[EXERCISE REQUIREMENTS]:
**a)** In the review of The King's Man, repeat the passage starting at "Lead Critic; San" and ending at "(i.e., imperialism, colonialism).", word for word.
**b)** Why does the review of The King's Man call the film an odd, borderline bizarre turn for its franchise? Answer in one to three sentences.
**c)** Which earlier film does the review of The King's Man describe as "better than it had any right to be"?

── EXTRACTED TEXT ──

Review: THE KING'S MAN, An Unnecessary Prequel to Redundant Sequel

Ralph Fiennes, Gemma Arterton, Harris Dickinson, Djimon Hounsou and Rhys Ifans star in an action-adventure, directed by Matthew Vaughn, and opening exclusively in movie theaters this week.

Lead Critic; San Francisco, California
Review: THE KING'S MAN, An Unnecessary Prequel to Redundant Sequel

An unnecessary prequel to a redundant sequel, writer-director Matthew Vaughn’s (X-Men: First Class, Kick-Ass, Layer Cake) The King’s Man delivers all of the not unexpected absurdity, excess, and ultra-violence of its semi-illustrious predecessors, Kingsman: The Secret Service (better than it had any right to be) and Kingsman: The Golden Circle (far worse than it should have been) while doubling up as an uncritical, unironic defense of the British Empire and everything questionable it stood for and continues to stand for (i.e., imperialism, colonialism).

It’s an odd, borderline bizarre tonal, ideological turn for a mid-tier franchise that all but gleefully prided itself on adding R-rated crudity, crassness, and vulgarity to a knowing, self-aware spoof of Ian Fleming's James Bond series and its many, decades-long onscreen iterations. Looked at closely, though, and it's abundantly clear The King's Man reveals Vaughn championing the pre-WWII British Empire over other European and non-European alternatives.

───
── MATERIAL SHOWN ──

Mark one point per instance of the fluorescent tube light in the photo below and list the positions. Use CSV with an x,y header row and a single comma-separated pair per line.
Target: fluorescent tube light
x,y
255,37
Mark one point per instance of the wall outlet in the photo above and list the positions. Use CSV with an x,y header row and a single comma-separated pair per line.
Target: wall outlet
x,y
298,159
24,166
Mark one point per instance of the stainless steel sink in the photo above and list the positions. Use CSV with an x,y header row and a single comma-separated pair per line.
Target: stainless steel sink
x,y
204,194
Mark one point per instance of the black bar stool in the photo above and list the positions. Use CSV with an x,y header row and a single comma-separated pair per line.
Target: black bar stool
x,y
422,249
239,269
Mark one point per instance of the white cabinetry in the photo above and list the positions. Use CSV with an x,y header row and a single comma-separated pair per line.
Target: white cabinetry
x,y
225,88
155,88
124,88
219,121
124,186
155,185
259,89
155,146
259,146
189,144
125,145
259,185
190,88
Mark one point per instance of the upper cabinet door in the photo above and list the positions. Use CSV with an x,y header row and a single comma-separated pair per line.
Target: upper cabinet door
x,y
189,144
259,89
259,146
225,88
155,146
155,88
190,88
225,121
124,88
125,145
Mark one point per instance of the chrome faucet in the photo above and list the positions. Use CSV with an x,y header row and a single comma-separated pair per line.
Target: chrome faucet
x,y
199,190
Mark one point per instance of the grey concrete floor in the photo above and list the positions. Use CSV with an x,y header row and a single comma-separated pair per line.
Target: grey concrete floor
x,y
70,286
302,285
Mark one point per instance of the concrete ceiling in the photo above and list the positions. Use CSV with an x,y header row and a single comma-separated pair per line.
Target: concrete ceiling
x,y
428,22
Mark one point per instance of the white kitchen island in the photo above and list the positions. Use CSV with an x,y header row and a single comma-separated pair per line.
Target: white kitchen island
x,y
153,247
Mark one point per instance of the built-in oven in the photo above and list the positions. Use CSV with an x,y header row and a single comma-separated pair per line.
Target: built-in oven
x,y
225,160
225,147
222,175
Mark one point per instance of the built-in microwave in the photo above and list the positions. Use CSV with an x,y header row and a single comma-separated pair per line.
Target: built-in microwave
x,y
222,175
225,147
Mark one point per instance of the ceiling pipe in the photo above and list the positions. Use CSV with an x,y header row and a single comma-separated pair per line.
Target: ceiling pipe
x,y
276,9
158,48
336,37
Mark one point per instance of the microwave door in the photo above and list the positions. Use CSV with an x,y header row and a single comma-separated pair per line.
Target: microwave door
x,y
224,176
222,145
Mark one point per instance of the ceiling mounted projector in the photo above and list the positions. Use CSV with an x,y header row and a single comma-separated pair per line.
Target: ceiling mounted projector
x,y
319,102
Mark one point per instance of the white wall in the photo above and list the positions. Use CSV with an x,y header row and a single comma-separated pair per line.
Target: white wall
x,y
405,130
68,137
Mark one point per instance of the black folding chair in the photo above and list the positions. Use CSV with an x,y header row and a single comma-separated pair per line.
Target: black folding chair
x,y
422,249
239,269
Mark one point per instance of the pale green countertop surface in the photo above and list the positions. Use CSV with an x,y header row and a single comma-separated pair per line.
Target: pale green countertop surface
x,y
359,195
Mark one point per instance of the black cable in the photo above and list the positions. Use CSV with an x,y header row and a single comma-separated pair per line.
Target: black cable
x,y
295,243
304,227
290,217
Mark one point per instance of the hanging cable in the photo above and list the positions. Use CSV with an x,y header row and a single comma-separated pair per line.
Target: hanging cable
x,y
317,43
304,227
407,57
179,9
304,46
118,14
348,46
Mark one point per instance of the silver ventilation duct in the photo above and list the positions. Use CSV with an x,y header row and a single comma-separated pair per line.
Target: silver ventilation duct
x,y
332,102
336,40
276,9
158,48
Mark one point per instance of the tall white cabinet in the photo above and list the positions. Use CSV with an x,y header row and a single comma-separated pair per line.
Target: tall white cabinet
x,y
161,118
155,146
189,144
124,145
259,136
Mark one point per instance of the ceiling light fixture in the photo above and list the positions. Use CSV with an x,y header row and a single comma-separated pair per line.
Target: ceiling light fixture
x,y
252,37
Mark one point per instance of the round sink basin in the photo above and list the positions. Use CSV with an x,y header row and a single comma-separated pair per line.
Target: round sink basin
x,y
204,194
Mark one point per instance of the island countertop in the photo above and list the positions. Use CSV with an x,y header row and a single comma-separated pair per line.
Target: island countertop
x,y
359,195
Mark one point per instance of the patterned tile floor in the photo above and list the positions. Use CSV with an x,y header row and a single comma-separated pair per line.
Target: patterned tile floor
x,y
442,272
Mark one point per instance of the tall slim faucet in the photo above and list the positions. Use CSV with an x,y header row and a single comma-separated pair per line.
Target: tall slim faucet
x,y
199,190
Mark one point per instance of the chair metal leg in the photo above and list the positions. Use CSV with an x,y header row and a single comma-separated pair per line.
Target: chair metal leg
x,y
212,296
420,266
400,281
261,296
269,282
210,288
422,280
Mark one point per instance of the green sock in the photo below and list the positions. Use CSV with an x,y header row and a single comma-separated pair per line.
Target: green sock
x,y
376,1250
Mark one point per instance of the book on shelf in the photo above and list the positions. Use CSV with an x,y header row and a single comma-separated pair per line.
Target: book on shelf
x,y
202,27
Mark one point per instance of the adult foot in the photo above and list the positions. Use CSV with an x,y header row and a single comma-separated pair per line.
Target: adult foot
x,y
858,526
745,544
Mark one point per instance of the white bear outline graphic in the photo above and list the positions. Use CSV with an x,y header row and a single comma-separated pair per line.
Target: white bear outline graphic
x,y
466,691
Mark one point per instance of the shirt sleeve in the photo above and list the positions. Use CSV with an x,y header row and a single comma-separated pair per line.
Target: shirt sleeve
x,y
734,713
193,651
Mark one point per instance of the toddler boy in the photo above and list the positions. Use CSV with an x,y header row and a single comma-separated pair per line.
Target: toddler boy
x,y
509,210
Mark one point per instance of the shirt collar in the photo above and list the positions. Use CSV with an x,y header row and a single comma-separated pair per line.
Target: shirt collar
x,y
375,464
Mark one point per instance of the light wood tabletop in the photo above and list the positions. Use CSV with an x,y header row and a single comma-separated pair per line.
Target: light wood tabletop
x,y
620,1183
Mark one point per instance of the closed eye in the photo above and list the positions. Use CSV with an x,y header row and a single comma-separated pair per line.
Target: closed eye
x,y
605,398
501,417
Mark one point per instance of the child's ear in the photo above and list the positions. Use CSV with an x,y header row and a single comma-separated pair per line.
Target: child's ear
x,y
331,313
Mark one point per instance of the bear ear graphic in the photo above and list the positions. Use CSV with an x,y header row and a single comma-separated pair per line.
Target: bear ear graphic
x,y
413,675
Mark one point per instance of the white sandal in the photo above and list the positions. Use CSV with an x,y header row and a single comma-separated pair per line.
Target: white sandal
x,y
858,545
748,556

───

[WRITTEN RESPONSES]:
**a)**
Lead Critic; San Francisco, California
Review: THE KING'S MAN, An Unnecessary Prequel to Redundant Sequel

An unnecessary prequel to a redundant sequel, writer-director Matthew Vaughn’s (X-Men: First Class, Kick-Ass, Layer Cake) The King’s Man delivers all of the not unexpected absurdity, excess, and ultra-violence of its semi-illustrious predecessors, Kingsman: The Secret Service (better than it had any right to be) and Kingsman: The Golden Circle (far worse than it should have been) while doubling up as an uncritical, unironic defense of the British Empire and everything questionable it stood for and continues to stand for (i.e., imperialism, colonialism).

**b)** The franchise had gleefully prided itself on being a crude, vulgar, self-aware spoof of the James Bond series. This film instead works as an uncritical, unironic defense of the British Empire, including imperialism and colonialism.

**c)** Kingsman: The Secret Service.